> _PROBLEM DETAILS_:
Would you give the records below again, exactly and completely?

======== INPUT RECORDS

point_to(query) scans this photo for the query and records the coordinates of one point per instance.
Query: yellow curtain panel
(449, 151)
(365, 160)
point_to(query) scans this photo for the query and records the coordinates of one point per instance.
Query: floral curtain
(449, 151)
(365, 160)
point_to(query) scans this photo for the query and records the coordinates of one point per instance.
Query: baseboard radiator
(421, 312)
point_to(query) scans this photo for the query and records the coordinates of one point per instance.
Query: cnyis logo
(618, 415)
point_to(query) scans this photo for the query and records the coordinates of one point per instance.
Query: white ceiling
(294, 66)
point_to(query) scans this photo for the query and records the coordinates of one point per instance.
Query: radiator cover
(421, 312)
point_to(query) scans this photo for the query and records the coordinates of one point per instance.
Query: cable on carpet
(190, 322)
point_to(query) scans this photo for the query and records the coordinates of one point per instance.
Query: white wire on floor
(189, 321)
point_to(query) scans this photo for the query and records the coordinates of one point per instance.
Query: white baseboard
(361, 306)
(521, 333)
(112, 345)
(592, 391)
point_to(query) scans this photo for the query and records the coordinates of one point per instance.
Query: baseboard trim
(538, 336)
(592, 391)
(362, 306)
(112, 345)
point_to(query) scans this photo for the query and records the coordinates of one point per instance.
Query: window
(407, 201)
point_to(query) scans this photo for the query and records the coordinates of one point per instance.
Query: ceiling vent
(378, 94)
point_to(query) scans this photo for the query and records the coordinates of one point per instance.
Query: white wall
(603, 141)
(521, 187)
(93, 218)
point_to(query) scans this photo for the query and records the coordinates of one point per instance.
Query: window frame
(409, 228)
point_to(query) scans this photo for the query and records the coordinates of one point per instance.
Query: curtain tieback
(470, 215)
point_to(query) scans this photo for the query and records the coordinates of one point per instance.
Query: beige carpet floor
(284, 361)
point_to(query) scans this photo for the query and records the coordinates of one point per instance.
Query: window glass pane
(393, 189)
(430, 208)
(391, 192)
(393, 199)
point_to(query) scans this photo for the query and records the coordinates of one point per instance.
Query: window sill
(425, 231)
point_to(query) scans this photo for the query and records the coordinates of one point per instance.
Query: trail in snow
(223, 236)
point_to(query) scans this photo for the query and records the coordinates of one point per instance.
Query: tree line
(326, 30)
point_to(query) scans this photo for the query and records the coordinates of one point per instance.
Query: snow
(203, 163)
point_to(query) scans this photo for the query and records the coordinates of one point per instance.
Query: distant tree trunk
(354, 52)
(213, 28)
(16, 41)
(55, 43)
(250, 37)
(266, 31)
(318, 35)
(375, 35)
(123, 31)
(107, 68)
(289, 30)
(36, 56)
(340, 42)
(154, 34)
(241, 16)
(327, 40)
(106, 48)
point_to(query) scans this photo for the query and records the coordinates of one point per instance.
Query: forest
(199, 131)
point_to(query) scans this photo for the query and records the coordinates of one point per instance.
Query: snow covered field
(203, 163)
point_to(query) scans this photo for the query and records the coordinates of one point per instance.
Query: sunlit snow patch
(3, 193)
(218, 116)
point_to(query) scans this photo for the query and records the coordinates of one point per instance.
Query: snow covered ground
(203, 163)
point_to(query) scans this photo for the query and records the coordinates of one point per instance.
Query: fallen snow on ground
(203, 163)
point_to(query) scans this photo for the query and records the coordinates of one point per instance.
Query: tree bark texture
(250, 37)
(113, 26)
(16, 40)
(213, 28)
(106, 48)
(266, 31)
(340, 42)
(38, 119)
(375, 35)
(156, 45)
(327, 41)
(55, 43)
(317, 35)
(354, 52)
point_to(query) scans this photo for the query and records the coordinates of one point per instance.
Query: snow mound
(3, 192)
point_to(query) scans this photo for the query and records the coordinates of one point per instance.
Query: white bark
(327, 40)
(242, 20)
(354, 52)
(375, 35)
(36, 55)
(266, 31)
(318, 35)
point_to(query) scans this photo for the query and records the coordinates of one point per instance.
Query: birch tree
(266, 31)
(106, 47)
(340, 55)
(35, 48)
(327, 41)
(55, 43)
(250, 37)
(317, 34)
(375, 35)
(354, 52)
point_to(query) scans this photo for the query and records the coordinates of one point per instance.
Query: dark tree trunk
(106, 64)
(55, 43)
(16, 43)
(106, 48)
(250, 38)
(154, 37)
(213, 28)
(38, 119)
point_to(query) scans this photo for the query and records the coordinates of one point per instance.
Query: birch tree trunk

================

> _RESPONSE FOR THIS EXERCISE_:
point_to(query) scans this photo for the query and records the coordinates of one point per instance.
Query: yellow curtain panel
(449, 151)
(365, 160)
point_to(query) scans this photo for the query and records the coordinates of one point per instance.
Query: floral curtain
(449, 151)
(365, 160)
point_to(query) scans this photo for the query and records the coordinates of one point per instance.
Query: baseboard radiator
(421, 312)
point_to(query) scans this photo for the query and records the coordinates of one point per instance.
Query: cnyis logo
(618, 415)
point_to(query) scans this photo for the query and records the coordinates of one point per instance.
Query: white ceiling
(294, 66)
point_to(query) scans this photo for the query and records the coordinates of one point per instance.
Query: radiator cover
(421, 312)
point_to(query) scans this photo for the query and records the coordinates of one point per instance.
Query: cable on carpet
(190, 322)
point_to(query) scans this photo for the query and records the coordinates of one point per instance.
Query: white wire on floor
(189, 321)
point_to(query) scans this photo for the query and records the coordinates of one point per instance.
Query: white baseboard
(361, 306)
(521, 333)
(112, 345)
(592, 391)
point_to(query) scans this photo for the query and records the coordinates of one point per instance.
Query: baseboard trim
(538, 336)
(592, 391)
(362, 306)
(112, 345)
point_to(query) scans this photo for the query and records the coordinates of one point per instance.
Query: window
(407, 201)
point_to(query) scans this photo for the query and records the coordinates of one point per instance.
Query: ceiling vent
(378, 94)
point_to(query) scans this photo for the query and records the coordinates of one point per instance.
Query: white wall
(603, 141)
(521, 187)
(93, 218)
point_to(query) scans this photo for the query and records the coordinates of one point per instance.
Query: window frame
(409, 228)
point_to(query) scans this photo for the query and records the coordinates of one point per instance.
Query: curtain tieback
(470, 215)
point_to(query) scans this photo for the query and records the coordinates of one point per instance.
Query: beige carpet floor
(284, 361)
point_to(query) scans this photo for the query and records the coordinates of one point per instance.
Query: window glass pane
(393, 189)
(430, 208)
(391, 192)
(393, 199)
point_to(query) scans this photo for the query and records the coordinates of one point per instance.
Query: window sill
(425, 231)
point_to(query) scans this photo for the query and records the coordinates of one point per instance.
Query: trail in snow
(223, 236)
point_to(query) scans this photo for the query and records the coordinates of one point per instance.
Query: tree line
(326, 30)
point_to(query) scans this photo for the query and records the coordinates of one point per instance.
Query: snow
(203, 163)
point_to(query) scans this photo for the query and records the coordinates of one point per instance.
Query: distant tree trunk
(354, 52)
(213, 28)
(16, 41)
(55, 43)
(250, 37)
(266, 31)
(318, 35)
(375, 35)
(123, 31)
(107, 68)
(289, 30)
(36, 56)
(340, 42)
(154, 34)
(241, 16)
(327, 40)
(106, 48)
point_to(query) scans this photo for the query and records the coordinates of one point per instance.
Query: forest
(199, 131)
point_to(query) scans this photo for the query and records the coordinates of one point per instance.
Query: snow covered field
(203, 163)
point_to(query) scans this photo for the query and records the coordinates of one point per instance.
Query: sunlit snow patch
(3, 193)
(218, 116)
point_to(query) scans this photo for the query and records the coordinates of one point per instance.
Query: snow covered ground
(203, 163)
point_to(query) scans this photo for the query and records the coordinates of one point per instance.
Query: fallen snow on ground
(203, 163)
point_to(query) scans this photo for the query and records the coordinates of one point per instance.
Query: tree bark texture
(250, 37)
(113, 26)
(16, 40)
(213, 28)
(106, 48)
(266, 31)
(340, 42)
(38, 119)
(375, 35)
(156, 45)
(327, 41)
(55, 43)
(317, 35)
(354, 52)
point_to(query) scans this photo for the query and records the coordinates of one point per instance.
Query: snow mound
(3, 192)
point_to(query) scans this photo for the query and records the coordinates of one point per instance.
Query: white bark
(327, 40)
(242, 20)
(354, 52)
(375, 35)
(36, 55)
(266, 31)
(318, 35)
point_to(query) scans this photo for the query and records the coordinates of one point per instance.
Query: birch tree
(266, 31)
(106, 47)
(340, 55)
(35, 48)
(327, 41)
(55, 43)
(250, 37)
(317, 34)
(375, 35)
(354, 52)
point_to(query) scans this photo for the query and records the coordinates of one point per instance.
Query: dark tree trunk
(106, 64)
(55, 43)
(16, 43)
(106, 48)
(250, 38)
(154, 37)
(213, 28)
(38, 119)
point_to(query) scans this photo for the query and records the coordinates of one point per instance.
Query: birch tree trunk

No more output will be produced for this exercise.